En paralelo con la ofensiva sobre Ucrania, Trotsky había lanzado una ofensiva contra Kolchák. A las órdenes de Tujachevsky —uno de los jefes más competentes del Ejército Rojo que años después sería ejecutado por orden de Stalin— el Ejército Rojo recuperó Yekaterinburg el 27 de enero de 1918 y siguió avanzando a lo largo del Transiberiano. Durante meses, las operaciones fueron una sucesión de golpes y contragolpes que ponen de manifiesto hasta qué punto son injustas las acusaciones de incompetencia militar que repetidamente se han lanzado sobre Kolchák. A decir verdad, lo que llama la atención es la manera en que, con enorme inferioridad numérica, pudo hacer frente al Ejército Rojo.

De hecho, esa aplastante superioridad en número de hombres y en material no pudo impedir que las fuerzas de Trotsky se encontraran en una situación crítica durante el verano de 1919. A inicios de la estación, el Ejército del Cáucaso atacó en dirección norte en un intento de aliviar la presión que sufría Kolchák e incluso de enlazar con él. El 17 de junio de 1919, los blancos entraron en Volgogrado. La respuesta de Trotsky fue enviar a Tujachevsky con un nuevo ejército que, muy superior numéricamente, obligó a los blancos a abandonar Volgogrado y a retirarse hacia el sur.

Sin embargo, la hora de la victoria no se dibujaba aún en el horizonte próximo. El 2 de septiembre, el ejército del Don a las órdenes del atamán cosaco Krásnov arrojó a los rojos de Kiev y continuó avanzando hacia Voronézh. Como en el caso de Volgogrado, Trotsky comprendió que Voronézh constituía un punto esencial en la lucha contra los blancos y recurrió una vez a Tujachevsky. Nuevamente, el general rojo demostró estar a la altura de las circunstancias. El 24 de octubre, derrotó a Krásnov y, acto seguido, se dirigió contra los restos del Ejército voluntario. Al mes siguiente, lo derrotaba en Oriol y el 17 de diciembre, volvía a tomar Kíev. Los cosacos emprendieron entonces la retirada hacia el mar Negro.

## ENUNCIADO A:
Reproduce el pasaje del fragmento de texto que va desde "Sin embargo, la" hasta "el mar Negro.", ambos incluidos.
## ENUNCIADO B:
Según el fragmento de texto, ¿quién estaba al mando del ejército del Don que expulsó a los rojos de Kiev el 2 de septiembre?

## EXTRACTOS DE DATOS:
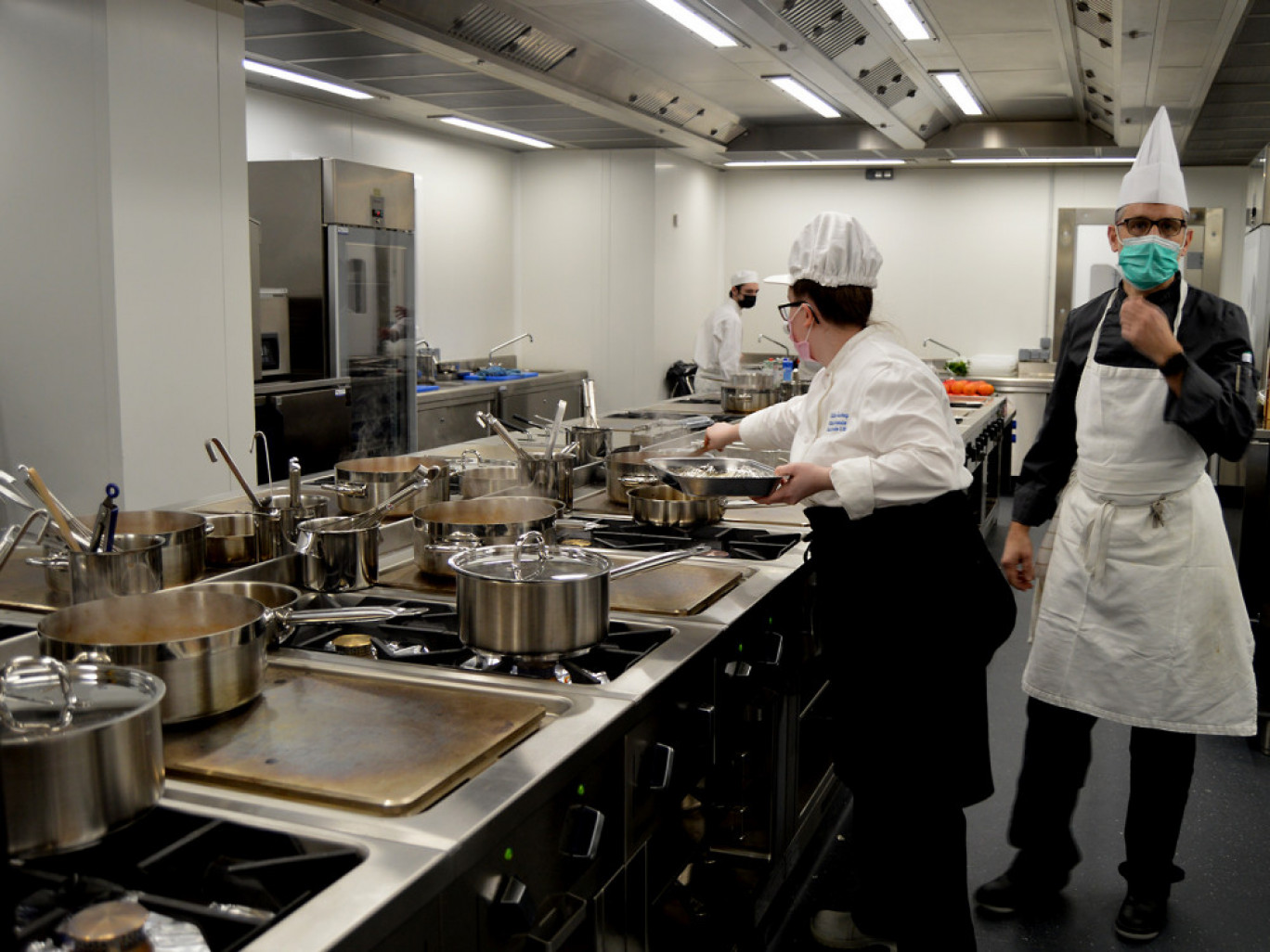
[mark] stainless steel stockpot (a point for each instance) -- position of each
(80, 752)
(532, 599)
(745, 392)
(363, 483)
(207, 646)
(185, 534)
(442, 530)
(666, 506)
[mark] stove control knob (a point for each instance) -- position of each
(580, 835)
(656, 765)
(513, 911)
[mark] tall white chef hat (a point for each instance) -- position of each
(834, 251)
(1156, 175)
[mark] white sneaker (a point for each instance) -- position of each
(839, 931)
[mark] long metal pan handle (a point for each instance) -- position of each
(656, 561)
(363, 613)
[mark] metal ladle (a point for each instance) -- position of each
(228, 461)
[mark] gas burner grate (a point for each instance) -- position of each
(230, 881)
(727, 541)
(432, 638)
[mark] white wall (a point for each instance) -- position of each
(465, 207)
(968, 254)
(124, 265)
(691, 275)
(584, 264)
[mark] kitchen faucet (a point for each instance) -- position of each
(773, 341)
(952, 349)
(507, 343)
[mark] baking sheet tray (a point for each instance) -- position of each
(365, 744)
(679, 590)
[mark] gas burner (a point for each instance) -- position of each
(724, 541)
(432, 638)
(227, 881)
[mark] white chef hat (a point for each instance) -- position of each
(1156, 175)
(834, 251)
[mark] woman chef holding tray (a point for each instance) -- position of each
(877, 461)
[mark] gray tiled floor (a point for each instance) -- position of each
(1224, 906)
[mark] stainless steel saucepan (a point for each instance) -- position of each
(534, 599)
(80, 752)
(207, 646)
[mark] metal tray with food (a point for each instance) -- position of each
(717, 475)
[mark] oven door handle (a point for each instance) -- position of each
(573, 910)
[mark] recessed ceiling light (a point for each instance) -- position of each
(694, 21)
(955, 86)
(904, 18)
(290, 76)
(791, 86)
(808, 162)
(1046, 161)
(493, 131)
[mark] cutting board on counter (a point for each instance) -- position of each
(366, 744)
(679, 589)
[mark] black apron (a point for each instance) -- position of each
(910, 608)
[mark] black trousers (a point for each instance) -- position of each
(1056, 761)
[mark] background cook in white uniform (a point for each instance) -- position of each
(719, 339)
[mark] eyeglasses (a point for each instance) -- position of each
(1167, 227)
(786, 311)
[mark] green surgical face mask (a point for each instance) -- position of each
(1149, 261)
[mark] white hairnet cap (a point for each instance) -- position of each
(1156, 175)
(835, 251)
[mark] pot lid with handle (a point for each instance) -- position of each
(41, 697)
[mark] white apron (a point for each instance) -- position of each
(1141, 618)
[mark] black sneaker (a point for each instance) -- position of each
(1007, 896)
(1141, 917)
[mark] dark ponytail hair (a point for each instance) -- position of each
(848, 305)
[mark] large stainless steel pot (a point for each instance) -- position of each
(666, 506)
(444, 530)
(185, 534)
(627, 469)
(745, 392)
(207, 646)
(532, 599)
(80, 752)
(363, 483)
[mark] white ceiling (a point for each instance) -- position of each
(1055, 76)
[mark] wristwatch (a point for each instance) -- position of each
(1177, 363)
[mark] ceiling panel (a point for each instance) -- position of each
(1015, 55)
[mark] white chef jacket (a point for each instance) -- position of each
(718, 348)
(879, 419)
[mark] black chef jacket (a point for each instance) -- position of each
(1218, 393)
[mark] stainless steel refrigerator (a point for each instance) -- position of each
(339, 238)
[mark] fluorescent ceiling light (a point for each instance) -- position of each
(693, 21)
(1046, 161)
(790, 162)
(960, 93)
(791, 86)
(265, 69)
(492, 131)
(904, 18)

## RESPUESTA A:
Sin embargo, la hora de la victoria no se dibujaba aún en el horizonte próximo. El 2 de septiembre, el ejército del Don a las órdenes del atamán cosaco Krásnov arrojó a los rojos de Kiev y continuó avanzando hacia Voronézh. Como en el caso de Volgogrado, Trotsky comprendió que Voronézh constituía un punto esencial en la lucha contra los blancos y recurrió una vez a Tujachevsky. Nuevamente, el general rojo demostró estar a la altura de las circunstancias. El 24 de octubre, derrotó a Krásnov y, acto seguido, se dirigió contra los restos del Ejército voluntario. Al mes siguiente, lo derrotaba en Oriol y el 17 de diciembre, volvía a tomar Kíev. Los cosacos emprendieron entonces la retirada hacia el mar Negro.

## RESPUESTA B:
El atamán cosaco Krásnov.